_Goal of the exercise_. Filter the data for lines with the word "below" and copy those lines.

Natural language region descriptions
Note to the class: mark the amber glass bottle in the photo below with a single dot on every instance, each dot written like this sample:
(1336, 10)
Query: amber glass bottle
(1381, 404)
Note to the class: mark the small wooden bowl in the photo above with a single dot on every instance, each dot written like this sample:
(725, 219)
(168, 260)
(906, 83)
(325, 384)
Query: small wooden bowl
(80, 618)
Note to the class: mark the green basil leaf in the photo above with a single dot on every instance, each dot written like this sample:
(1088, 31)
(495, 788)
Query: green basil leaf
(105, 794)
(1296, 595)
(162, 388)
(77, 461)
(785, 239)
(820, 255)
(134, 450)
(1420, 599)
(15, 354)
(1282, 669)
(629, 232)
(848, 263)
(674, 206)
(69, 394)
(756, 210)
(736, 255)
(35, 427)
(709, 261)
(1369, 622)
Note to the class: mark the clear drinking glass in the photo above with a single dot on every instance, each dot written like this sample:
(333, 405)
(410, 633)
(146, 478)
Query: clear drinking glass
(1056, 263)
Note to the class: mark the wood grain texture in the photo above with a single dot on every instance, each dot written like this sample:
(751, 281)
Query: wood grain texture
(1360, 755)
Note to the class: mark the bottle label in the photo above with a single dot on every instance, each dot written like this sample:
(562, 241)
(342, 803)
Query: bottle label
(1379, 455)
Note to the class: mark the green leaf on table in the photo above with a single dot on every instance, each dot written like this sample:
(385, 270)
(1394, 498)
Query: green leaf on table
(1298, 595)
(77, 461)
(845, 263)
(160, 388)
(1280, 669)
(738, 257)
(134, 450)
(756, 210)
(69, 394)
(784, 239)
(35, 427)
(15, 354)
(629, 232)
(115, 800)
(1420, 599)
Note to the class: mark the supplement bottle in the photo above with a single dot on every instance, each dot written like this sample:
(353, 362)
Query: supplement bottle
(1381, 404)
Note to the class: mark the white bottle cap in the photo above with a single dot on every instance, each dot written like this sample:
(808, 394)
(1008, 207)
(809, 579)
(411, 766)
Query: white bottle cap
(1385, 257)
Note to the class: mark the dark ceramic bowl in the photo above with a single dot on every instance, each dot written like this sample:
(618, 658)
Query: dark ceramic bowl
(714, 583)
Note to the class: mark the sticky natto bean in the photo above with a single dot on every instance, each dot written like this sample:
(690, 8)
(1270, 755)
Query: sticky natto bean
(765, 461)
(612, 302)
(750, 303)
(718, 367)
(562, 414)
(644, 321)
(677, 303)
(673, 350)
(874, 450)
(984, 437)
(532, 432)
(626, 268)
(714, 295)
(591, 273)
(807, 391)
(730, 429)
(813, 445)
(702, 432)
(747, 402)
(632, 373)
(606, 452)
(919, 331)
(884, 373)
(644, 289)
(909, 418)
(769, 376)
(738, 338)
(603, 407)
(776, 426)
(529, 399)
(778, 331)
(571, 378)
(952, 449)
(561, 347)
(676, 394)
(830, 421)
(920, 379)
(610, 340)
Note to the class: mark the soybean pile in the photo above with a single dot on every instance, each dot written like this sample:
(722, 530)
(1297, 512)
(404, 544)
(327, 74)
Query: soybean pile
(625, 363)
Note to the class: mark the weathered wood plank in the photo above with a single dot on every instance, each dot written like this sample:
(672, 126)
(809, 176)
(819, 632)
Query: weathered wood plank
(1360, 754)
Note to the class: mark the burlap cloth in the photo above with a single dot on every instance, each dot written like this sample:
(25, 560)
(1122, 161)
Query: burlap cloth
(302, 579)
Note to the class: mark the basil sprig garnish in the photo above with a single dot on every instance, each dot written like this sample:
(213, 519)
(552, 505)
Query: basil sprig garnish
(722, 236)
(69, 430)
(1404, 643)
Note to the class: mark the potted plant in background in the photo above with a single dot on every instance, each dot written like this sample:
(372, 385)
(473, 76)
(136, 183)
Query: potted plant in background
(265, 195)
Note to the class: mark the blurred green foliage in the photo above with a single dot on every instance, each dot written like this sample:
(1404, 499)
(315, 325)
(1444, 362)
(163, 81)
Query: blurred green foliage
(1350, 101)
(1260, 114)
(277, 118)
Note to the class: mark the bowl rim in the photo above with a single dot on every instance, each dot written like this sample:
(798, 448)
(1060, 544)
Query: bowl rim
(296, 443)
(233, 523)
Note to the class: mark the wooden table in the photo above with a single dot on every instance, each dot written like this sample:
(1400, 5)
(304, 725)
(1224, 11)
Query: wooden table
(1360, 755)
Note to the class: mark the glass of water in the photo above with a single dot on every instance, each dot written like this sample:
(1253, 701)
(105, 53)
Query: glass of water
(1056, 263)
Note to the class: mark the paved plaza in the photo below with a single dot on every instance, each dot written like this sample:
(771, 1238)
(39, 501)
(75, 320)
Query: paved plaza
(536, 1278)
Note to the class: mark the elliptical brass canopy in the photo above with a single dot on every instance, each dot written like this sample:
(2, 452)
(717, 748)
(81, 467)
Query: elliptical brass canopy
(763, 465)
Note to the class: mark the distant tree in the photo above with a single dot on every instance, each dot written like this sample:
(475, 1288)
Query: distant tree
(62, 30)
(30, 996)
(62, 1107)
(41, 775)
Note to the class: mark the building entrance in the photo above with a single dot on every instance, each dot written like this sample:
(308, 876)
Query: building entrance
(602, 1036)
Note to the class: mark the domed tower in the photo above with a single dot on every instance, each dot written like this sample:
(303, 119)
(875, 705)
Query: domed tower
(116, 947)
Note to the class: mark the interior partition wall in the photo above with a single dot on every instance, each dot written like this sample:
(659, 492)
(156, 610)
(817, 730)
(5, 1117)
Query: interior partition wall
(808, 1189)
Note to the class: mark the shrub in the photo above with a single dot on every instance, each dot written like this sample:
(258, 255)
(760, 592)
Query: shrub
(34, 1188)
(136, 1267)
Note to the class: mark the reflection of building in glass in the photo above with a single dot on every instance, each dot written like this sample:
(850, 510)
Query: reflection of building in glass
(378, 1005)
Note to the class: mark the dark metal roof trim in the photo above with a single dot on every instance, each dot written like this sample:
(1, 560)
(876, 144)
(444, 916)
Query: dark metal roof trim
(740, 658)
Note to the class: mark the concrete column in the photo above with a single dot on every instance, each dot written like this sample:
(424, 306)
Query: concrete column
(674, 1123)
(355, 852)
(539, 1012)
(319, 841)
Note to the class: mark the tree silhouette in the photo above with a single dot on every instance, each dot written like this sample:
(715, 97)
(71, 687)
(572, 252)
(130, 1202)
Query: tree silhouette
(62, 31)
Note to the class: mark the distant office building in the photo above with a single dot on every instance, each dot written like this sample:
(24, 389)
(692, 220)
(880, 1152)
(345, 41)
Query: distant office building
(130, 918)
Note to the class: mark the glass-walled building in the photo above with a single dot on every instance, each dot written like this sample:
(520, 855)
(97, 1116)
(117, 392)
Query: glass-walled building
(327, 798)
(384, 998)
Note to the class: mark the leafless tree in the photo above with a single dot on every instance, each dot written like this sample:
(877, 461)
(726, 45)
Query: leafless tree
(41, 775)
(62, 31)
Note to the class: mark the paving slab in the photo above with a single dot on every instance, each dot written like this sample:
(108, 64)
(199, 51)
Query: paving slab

_Output of the task_.
Note to the class: mark the amber glass bottle in the photo below with a single dot on every instance, each dot written like this sample:
Note to the class: mark the paved plaza in the photo below with a single dot on every instance, each dot written like this sample:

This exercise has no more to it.